*** Opening of Exercise inputs ***

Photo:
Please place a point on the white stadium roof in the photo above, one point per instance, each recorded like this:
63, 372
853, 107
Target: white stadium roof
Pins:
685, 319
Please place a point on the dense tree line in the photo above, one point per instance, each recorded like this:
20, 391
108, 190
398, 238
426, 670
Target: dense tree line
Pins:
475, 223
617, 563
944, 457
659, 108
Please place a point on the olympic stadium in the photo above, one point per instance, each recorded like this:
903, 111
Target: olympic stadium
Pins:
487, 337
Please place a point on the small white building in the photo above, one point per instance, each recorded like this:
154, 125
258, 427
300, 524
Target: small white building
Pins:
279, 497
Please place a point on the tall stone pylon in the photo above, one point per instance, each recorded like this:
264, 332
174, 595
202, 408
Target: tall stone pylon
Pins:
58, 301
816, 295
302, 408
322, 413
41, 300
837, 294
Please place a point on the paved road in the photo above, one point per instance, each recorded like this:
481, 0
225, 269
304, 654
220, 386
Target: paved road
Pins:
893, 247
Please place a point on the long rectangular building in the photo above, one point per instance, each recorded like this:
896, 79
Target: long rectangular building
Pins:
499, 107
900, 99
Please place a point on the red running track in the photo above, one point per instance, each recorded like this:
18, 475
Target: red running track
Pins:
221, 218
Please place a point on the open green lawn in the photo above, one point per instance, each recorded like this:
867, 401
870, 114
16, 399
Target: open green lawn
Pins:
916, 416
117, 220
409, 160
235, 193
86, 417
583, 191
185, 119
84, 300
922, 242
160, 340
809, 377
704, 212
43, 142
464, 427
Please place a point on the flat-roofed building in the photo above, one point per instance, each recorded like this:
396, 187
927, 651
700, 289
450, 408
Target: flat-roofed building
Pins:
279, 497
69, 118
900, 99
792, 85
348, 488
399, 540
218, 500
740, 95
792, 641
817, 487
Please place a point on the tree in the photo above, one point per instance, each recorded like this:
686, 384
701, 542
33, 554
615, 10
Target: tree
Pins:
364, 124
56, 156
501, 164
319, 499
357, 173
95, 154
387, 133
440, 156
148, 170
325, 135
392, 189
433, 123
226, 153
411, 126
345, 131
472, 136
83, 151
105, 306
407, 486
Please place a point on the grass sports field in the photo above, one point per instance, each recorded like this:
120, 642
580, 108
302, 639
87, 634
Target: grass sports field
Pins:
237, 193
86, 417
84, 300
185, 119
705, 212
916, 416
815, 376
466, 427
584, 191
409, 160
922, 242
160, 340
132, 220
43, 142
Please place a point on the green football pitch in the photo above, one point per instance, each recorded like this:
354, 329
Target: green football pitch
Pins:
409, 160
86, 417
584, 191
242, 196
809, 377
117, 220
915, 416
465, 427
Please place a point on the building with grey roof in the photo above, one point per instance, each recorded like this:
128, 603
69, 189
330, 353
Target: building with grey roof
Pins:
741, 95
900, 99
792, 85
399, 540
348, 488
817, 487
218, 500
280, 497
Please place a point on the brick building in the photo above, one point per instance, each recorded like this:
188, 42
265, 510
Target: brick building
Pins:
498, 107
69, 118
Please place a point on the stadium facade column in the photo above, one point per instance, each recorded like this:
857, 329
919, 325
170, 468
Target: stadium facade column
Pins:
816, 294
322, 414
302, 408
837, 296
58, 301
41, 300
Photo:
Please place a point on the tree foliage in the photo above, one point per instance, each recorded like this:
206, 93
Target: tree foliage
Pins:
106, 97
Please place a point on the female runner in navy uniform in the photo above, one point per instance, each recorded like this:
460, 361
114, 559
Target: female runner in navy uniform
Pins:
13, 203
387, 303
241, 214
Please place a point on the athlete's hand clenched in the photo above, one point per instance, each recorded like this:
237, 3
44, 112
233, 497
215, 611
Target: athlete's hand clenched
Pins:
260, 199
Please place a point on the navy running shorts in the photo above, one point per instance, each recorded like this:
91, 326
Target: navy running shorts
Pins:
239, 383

*** Close of Exercise inputs ***

*Task*
Print all entries again, exactly.

*Output of the task*
Photo:
Please place a point on the white stadium roof in the photo above, one point per instance, each recorded like this:
63, 372
853, 107
Target: white stadium roof
Pins:
685, 319
Please place a point on the dense tree line in the photo above, one point per instance, each recorded like this:
20, 391
108, 190
398, 238
426, 670
Target: dense tree line
Pins:
475, 223
617, 563
944, 457
659, 108
Please place a point on the olympic stadium in the photo above, one point per instance, each recorded like this:
903, 111
Target: olympic stadium
Pins:
487, 337
Please place a point on the small white building in the photo above, one point per instance, each recorded like this:
154, 125
258, 427
300, 524
Target: small white building
Pins:
279, 497
Please place a point on the tall stone pylon in the photo above, one point per instance, each recorded like this:
264, 332
174, 595
202, 408
Target: tall stone pylon
Pins:
58, 301
816, 295
302, 408
322, 413
41, 300
837, 294
Please place a point on the paved road in the photo above, one point per instance, each recorded like this:
481, 0
225, 269
304, 654
220, 386
Target: paved road
Pins:
893, 247
Please place a point on the long rectangular building in the photo above, one point per instance, each recorded like this:
896, 79
Target: long rectangular building
Pins:
499, 107
900, 99
Please place a point on the red running track in the photo above, one point per instance, each recorded like this:
18, 475
Target: red running track
Pins:
221, 218
Please place a point on the open green lawn in the photo above, one point per instance, each recorded like this:
867, 401
870, 114
16, 399
Target: open green lawn
Pins:
916, 416
117, 220
409, 160
235, 193
86, 417
583, 191
185, 119
84, 300
922, 242
160, 340
809, 377
704, 212
43, 142
464, 427
Please place a point on the flat-roofed building in the photo above, one point per instance, each recorded like this:
396, 187
927, 651
700, 289
450, 408
Target: flat-roofed building
Pins:
279, 497
69, 118
900, 99
792, 85
348, 488
399, 540
218, 500
740, 95
792, 641
817, 487
Please place a point on the tree in the photo above, one point per instance, each recorded like this:
686, 384
701, 542
33, 554
615, 10
Target: tree
Pins:
364, 124
56, 156
501, 164
319, 499
357, 173
95, 154
387, 133
440, 156
148, 170
325, 135
392, 189
433, 123
226, 153
411, 126
345, 131
472, 136
83, 151
105, 306
407, 486
Please place a point on the grass sports field in the photo above, one point per instance, each recorded like this:
120, 642
580, 108
302, 639
87, 634
Target: grass sports field
Pins:
237, 193
86, 417
84, 300
185, 119
705, 212
916, 416
815, 376
466, 427
584, 191
409, 160
922, 242
160, 340
132, 220
43, 142
Please place a point on the green football pitch in the photo above, one point per instance, each recorded like this:
354, 329
Target: green football pitch
Pins:
409, 160
86, 417
584, 191
242, 196
809, 377
117, 220
915, 416
465, 427
Please place a point on the building with grey roof in the photo above, one point per instance, each recorded like this:
128, 603
69, 189
330, 353
Target: building with grey roof
Pins:
741, 95
900, 99
792, 85
399, 540
348, 488
817, 487
218, 500
280, 497
Please place a point on the brick building in the photo above, one point per instance, each recorded like this:
188, 42
265, 510
Target: brick building
Pins:
498, 107
69, 118
Please place a point on the stadium facade column in the photo above, one point per instance, each recorded like this:
857, 329
919, 325
170, 468
Target: stadium facade column
Pins:
816, 294
322, 414
302, 408
837, 296
58, 301
41, 300
Photo:
Please place a point on the tree foliage in the photo above, one point per instance, each recorded like this:
206, 93
Target: tree foliage
Pins:
106, 97
Please place a point on the female runner in navy uniform in the photo above, one point per instance, each recorded like this:
460, 361
114, 559
Target: female runner in navy uniform
Pins:
13, 203
387, 303
241, 214
Please place a point on the athlete's hand clenched in the photo above, one point per instance, each recorded like this:
237, 3
44, 112
233, 497
215, 611
Target: athlete's hand clenched
Pins:
260, 199
Please place a point on the navy running shorts in the photo above, one point per instance, each recorded like this:
91, 326
Target: navy running shorts
Pins:
239, 383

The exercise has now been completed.